Nowadays Internet takes important part in human life. Internet of "early" period was represented simply by sites containing some information and links to other resources or file directories. This is not just a collection of services such as online translators, electronic dictionaries or WEB interfaces for e-mail accounts. In the modern Internet, WEB services integrate with desktop applications, taking advantage of their typical interface, behavior and capabilities [ 1, 2 ].

Nowadays social networks become more popular. The main idea of social networks is very simple. A social network is a collection of social elements (people, groups, organizations, communities) that exchange different data among themselves [3]. The data can be text messages, images, video and audio files. Formally such networks are convenient to represent in the form of graphs [4, 5] and apply developed mathematical models for their analysis [6].

Social networks analysis [7] turn into the main research method in contemporary sociology [8, 9], anthropology [10, 11], geography [12-14], social psychology [15], computer science [16, 17], business and organizations [18-20], and also it’s a widespread theme for investigation and discussion [21].

• [Listed records]:

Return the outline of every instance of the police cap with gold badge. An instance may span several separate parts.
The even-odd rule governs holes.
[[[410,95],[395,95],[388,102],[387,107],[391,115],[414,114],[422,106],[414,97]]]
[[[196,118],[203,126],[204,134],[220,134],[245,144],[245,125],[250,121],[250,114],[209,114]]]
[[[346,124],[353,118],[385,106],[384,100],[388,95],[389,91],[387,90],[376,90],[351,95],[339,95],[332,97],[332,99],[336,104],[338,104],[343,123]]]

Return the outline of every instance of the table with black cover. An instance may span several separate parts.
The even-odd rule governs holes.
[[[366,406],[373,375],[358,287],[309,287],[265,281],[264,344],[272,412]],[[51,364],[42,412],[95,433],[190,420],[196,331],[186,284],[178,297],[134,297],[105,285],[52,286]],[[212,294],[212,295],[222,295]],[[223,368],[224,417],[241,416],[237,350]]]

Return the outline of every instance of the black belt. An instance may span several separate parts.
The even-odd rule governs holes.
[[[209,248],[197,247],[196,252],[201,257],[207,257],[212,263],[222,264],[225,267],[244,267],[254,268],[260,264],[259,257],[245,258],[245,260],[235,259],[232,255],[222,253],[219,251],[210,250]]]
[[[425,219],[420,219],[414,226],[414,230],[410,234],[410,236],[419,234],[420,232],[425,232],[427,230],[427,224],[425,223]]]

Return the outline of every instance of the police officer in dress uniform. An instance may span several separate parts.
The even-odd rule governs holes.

• [Task requirements]:
A – Name every kind of social element that the social networks passage gives as making up a social network.
B – Print the social networks passage from "Nowadays social networks" to "their analysis [6].".
The listing has no connection to the social networks passage.

• [List of solutions]:
A – people, groups, organizations, communities

B –
Nowadays social networks become more popular. The main idea of social networks is very simple. A social network is a collection of social elements (people, groups, organizations, communities) that exchange different data among themselves [3]. The data can be text messages, images, video and audio files. Formally such networks are convenient to represent in the form of graphs [4, 5] and apply developed mathematical models for their analysis [6].